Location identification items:
□ □ □ □ □

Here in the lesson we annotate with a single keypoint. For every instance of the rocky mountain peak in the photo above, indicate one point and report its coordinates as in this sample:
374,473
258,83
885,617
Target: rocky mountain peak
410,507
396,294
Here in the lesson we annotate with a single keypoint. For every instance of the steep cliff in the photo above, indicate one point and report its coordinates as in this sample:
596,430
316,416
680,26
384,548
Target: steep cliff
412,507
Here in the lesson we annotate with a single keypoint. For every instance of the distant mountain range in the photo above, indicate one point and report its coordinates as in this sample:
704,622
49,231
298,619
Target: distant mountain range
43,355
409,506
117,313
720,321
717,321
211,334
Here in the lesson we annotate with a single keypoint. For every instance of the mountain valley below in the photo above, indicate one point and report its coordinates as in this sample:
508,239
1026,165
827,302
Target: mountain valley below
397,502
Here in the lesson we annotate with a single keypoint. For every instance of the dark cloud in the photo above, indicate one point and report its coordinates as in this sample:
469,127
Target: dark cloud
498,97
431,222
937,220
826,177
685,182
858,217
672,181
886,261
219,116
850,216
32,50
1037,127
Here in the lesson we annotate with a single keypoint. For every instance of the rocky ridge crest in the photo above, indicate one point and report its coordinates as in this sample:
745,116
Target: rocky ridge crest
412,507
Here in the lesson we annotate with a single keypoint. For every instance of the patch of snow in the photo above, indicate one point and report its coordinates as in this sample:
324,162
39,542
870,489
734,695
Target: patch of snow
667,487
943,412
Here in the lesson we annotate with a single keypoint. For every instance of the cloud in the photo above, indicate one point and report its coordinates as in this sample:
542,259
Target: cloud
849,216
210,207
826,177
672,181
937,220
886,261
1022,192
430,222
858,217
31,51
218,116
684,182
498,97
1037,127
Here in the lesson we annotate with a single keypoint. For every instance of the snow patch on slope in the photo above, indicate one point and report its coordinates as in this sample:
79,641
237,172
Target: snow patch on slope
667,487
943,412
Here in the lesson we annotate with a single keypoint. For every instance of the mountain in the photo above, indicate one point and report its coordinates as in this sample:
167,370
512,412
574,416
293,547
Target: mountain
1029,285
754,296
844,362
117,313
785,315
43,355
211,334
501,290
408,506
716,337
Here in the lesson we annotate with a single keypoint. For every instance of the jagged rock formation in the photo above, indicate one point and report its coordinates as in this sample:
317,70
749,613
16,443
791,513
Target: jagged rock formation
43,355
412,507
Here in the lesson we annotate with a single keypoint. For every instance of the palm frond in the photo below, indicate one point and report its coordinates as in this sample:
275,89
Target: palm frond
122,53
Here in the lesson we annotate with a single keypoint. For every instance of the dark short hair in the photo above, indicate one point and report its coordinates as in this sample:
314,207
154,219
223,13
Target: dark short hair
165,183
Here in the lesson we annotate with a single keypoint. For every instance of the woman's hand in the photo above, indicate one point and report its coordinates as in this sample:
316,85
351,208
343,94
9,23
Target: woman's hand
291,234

□ □ □ □ □

Rewrite the rows from the line containing "of the jagged" through the end of the rows, keeping every line and raising each answer coordinate by 133. Leave all other numbers and text unchanged.

Here in the lesson we annotate with a single keypoint. For every instance of the jagged rock formation in the photo above, indicate one point and report its coordinates as in this sample:
317,70
749,613
16,443
791,513
Target: jagged rock formation
176,488
545,640
Here in the lesson we annotate with a single keypoint. For every instance of the palm frond in the photo below, indicate one point and report its coordinates as in this sample:
275,89
Target: palm frond
255,186
Here in the lesson we annotate with a single keypoint. For every instance of the dark short hair in the photo above, indicate one point and report its coordinates as in this sample:
314,207
154,219
223,13
Target: dark short hair
298,316
Here in the lesson we annotate with a single keypoint. For every instance of the woman's hand in the photo above, indicate one point and report its coordinates as in this sample:
316,85
351,208
343,94
9,23
Target: woman's hand
424,367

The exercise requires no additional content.